[Image-grounded pointing data]

☆ ☆ ☆

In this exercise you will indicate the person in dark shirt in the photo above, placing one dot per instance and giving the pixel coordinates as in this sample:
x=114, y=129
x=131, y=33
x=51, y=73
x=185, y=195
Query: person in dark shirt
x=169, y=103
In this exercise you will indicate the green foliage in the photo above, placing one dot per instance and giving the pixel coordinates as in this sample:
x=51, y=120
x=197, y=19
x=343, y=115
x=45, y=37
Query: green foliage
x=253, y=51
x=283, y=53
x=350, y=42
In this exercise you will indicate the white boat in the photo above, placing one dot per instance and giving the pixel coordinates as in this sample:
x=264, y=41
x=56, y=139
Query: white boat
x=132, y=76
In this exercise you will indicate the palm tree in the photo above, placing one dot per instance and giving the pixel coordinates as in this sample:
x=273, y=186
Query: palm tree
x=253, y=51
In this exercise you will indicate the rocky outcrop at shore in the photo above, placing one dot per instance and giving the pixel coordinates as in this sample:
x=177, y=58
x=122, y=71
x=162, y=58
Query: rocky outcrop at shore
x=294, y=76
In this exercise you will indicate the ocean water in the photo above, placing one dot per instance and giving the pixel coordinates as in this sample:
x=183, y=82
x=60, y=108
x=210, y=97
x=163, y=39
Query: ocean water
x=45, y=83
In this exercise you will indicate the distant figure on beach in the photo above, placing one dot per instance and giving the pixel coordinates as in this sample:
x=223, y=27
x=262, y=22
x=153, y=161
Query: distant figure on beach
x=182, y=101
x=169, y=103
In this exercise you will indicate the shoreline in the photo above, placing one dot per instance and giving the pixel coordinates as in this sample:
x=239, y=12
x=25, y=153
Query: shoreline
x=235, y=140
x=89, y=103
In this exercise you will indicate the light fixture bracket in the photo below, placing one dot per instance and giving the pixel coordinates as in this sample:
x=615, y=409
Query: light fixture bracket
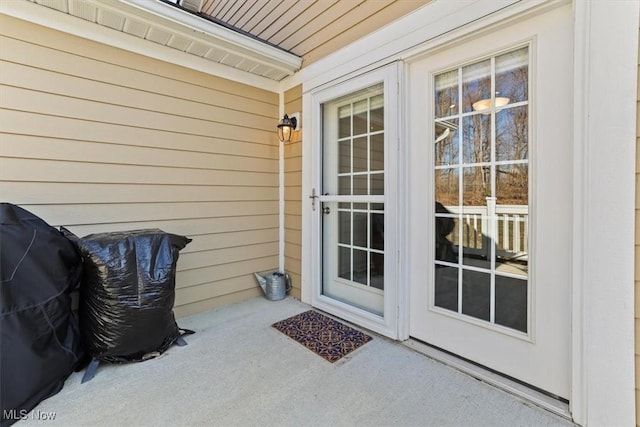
x=286, y=127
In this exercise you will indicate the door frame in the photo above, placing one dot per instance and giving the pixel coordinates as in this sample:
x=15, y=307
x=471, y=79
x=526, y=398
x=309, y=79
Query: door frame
x=605, y=33
x=386, y=325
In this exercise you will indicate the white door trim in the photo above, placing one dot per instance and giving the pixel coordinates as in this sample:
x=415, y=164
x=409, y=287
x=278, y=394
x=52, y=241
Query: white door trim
x=605, y=67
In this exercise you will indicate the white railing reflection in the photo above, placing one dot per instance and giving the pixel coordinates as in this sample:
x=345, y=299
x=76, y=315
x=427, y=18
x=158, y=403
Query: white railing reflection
x=478, y=226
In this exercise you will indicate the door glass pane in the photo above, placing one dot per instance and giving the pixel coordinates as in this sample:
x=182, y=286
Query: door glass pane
x=344, y=226
x=476, y=186
x=344, y=185
x=446, y=288
x=481, y=212
x=360, y=117
x=446, y=94
x=377, y=152
x=446, y=186
x=512, y=134
x=344, y=121
x=353, y=229
x=360, y=229
x=476, y=86
x=360, y=154
x=360, y=266
x=512, y=75
x=476, y=294
x=511, y=302
x=344, y=156
x=344, y=262
x=376, y=114
x=476, y=143
x=377, y=184
x=446, y=142
x=360, y=184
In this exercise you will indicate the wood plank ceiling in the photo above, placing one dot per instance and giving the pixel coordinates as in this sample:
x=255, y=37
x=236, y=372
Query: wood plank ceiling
x=310, y=29
x=307, y=29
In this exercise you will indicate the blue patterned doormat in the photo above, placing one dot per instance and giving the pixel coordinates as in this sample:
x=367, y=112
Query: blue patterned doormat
x=323, y=335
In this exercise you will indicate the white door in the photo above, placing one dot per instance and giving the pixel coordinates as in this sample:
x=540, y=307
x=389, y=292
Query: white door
x=490, y=200
x=352, y=199
x=354, y=148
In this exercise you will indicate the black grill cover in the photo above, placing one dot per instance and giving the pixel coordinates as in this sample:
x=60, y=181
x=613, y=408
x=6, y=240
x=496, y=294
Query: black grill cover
x=127, y=293
x=40, y=344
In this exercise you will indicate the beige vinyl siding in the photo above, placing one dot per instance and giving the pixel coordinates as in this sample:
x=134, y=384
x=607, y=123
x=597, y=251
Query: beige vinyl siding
x=293, y=196
x=637, y=254
x=99, y=139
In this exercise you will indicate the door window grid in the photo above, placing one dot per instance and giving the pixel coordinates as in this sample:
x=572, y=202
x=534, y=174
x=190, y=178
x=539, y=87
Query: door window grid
x=361, y=172
x=464, y=284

☆ ☆ ☆

=== What the exercise asks ===
Copy the lines above exactly, starting with the line that contains "x=183, y=82" and ending with the line that contains "x=182, y=286", and leave out any pictures.

=== Exercise solution ===
x=183, y=82
x=60, y=108
x=210, y=97
x=163, y=39
Query: ocean water
x=45, y=83
In this exercise you will indicate the distant figure on beach in the photo above, placing one dot per instance and giving the pixel coordinates as in this sample:
x=223, y=27
x=262, y=22
x=153, y=161
Query: distant figure on beach
x=182, y=101
x=169, y=103
In this exercise you will indicate the shoreline in the photo above, placing one dot per instance and giving the pixel coordinates as in this sample:
x=239, y=12
x=25, y=153
Query: shoreline
x=235, y=140
x=89, y=103
In this exercise you will indicate the light fixture bracket in the photo below, placing one dot per instance and giving the pixel coordinates as in this sample:
x=615, y=409
Query: light fixture bracket
x=286, y=127
In this exercise you will indicate the door frame in the photo above, placing one dot per instance and giving the pixel coordinates as in this sample:
x=15, y=307
x=471, y=79
x=526, y=398
x=309, y=79
Query: door frame
x=605, y=33
x=386, y=325
In this exercise you will indicate the white door trim in the photo above, placing one dot per instance and giving the pixel coordinates as in this sample:
x=415, y=164
x=409, y=287
x=278, y=394
x=52, y=241
Query: white door trim
x=605, y=67
In this exercise you will indicate the white railing reflection in the photo above, placing one dot per instance and giving the pixel coordinates as in this sample:
x=345, y=299
x=76, y=315
x=427, y=18
x=158, y=403
Query: white railing reflection
x=478, y=226
In this exercise you will indicate the door glass pane in the photo above, placing one dot per instance and giving the pixel coordinates as in this sample:
x=182, y=286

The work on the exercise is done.